▼

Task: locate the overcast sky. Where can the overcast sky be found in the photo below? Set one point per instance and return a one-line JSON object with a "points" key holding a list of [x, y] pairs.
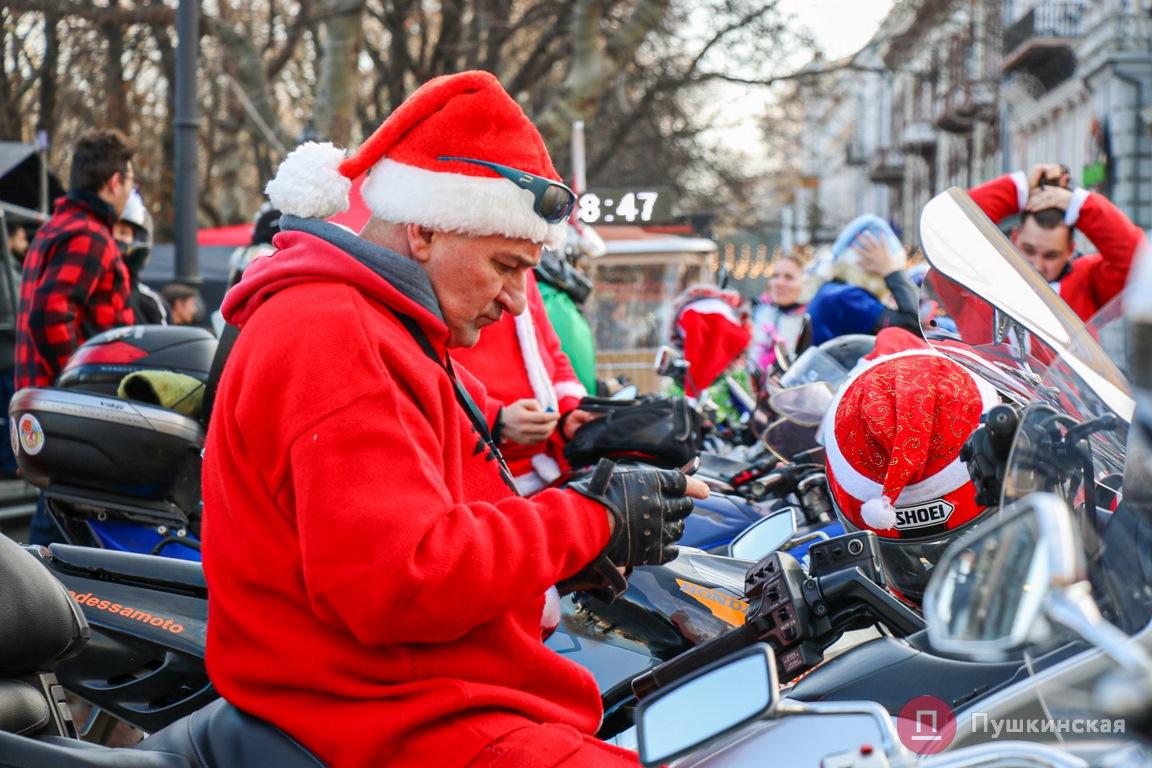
{"points": [[841, 27]]}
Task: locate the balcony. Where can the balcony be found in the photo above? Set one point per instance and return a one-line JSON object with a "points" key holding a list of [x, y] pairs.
{"points": [[964, 105], [886, 167], [919, 137], [1040, 43], [855, 154]]}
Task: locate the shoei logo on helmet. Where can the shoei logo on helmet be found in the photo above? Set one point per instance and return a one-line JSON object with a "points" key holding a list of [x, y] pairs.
{"points": [[933, 512]]}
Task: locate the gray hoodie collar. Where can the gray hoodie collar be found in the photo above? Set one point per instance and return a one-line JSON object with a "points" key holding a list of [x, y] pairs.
{"points": [[408, 276]]}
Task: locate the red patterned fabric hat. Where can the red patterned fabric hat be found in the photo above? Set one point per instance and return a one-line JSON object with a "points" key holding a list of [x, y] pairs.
{"points": [[894, 443], [463, 115]]}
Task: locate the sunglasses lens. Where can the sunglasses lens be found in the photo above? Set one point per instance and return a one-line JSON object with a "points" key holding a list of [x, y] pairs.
{"points": [[555, 204]]}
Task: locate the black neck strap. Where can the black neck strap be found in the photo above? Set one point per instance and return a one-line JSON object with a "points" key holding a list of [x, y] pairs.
{"points": [[462, 395]]}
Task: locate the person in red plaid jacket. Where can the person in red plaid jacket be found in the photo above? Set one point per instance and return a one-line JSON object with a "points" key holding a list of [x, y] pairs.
{"points": [[74, 283]]}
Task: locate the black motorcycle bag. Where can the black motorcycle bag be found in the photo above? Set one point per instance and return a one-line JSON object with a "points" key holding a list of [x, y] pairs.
{"points": [[660, 431]]}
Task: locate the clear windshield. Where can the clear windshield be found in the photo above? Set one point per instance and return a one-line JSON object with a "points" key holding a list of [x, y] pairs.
{"points": [[995, 316]]}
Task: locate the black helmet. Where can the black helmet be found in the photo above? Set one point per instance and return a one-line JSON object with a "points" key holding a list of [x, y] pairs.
{"points": [[103, 360], [830, 362], [555, 271]]}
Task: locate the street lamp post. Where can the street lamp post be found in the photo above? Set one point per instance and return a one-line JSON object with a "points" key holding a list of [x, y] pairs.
{"points": [[187, 123]]}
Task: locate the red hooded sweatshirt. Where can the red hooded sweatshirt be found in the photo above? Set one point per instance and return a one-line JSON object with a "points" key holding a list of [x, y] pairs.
{"points": [[376, 588], [1090, 281]]}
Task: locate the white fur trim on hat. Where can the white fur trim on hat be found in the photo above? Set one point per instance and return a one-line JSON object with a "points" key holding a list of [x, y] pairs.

▲

*Work request*.
Word for word, return the material, omitting the pictures.

*Written solution*.
Task: locate the overcast sky. Where can the overcast sky be found in the photo below? Set one point per instance and return a one-line JSON object with a "points" key holding a list of [x, y] pairs.
{"points": [[841, 27]]}
Task: locate the balcony. Where can the balcony be found in the photo above? Set one point per instance and return a one-line JSON object with a "points" key holding a list of [x, y] pairs.
{"points": [[964, 105], [886, 167], [919, 137], [1040, 43], [855, 154]]}
Task: locate the shoei logo on helmet. Where can the shoei logo on helmet be found in the photo above? Set one point per instance and return a one-line JSON object with a "points" key holding a list of [x, y] pairs.
{"points": [[933, 512]]}
Task: locate the gray hoodie collar. Where can the gray hoodie collar be found in the photo above? Set one point per instance and return a one-line JSON object with a "points" key holding a list of [x, y] pairs.
{"points": [[408, 276]]}
Task: locate the red patterned fabric hat. Where can the red patterned fabric hat be found in the photo above? Set one point per instance and return a one-line JSON object with a "points" key holding a list of [x, y] pairs.
{"points": [[894, 443], [463, 115]]}
Task: locate the sunglasses lens. Where can the sunglasses lens be found in the photo above? Set one point per instance and return a one-line JSON object with a "points" key holding a list of [x, y] pairs.
{"points": [[555, 204]]}
Task: locate the black neck strap. Where can the black neck strap be found in the photo above? Set one point per instance and return a one-line JSON object with a "points" key holding a list of [x, y] pairs.
{"points": [[462, 395]]}
Task: locate the person in red plaid jacket. Where can the person in red plaid jacket be found in the photo above? Set one point per instance and return a one-line JSON object with a "points" key holding a list of [x, y] pairs.
{"points": [[74, 283]]}
Task: locate the black motorcycle bag. Where can the black motorcycle bag be found in the photo above? Set one point per instance and return a one-line JSON object with a "points" key holding a list of [x, y] pairs.
{"points": [[660, 431]]}
Task: locate the clear windshield. Where can the clear windshield be found in the photo above? Set one point per instance and return a one-line JSON object with a "points" key holding a list of [x, y] pairs.
{"points": [[995, 316]]}
Task: locate the black helmet. Where can the black helmet be found in the photo above? Set one point per instance and return a one-line JSON object with a "points" key holding a list of [x, y] pairs.
{"points": [[103, 360], [830, 362], [555, 271]]}
Task: locate the street lamp post. Where can the street lamp post be found in the photo above? Set one point per instance and return a one-line JSON object with a "points" key holding a list of [x, y] pairs.
{"points": [[187, 123]]}
Task: locate the red hooded sweatshirt. Where can the red hooded sweatshirt be found in the photo above? Set one point per instance and return a one-line JSON object with a "points" key holding a list of [x, y] pairs.
{"points": [[376, 588], [1090, 281]]}
Task: locate the white fur trim on hat. Where can the white fur trim on hat be found in the photo above? Set one point per instance and return a one-line JSON object with a "points" key holding a list of [x, y] pairs.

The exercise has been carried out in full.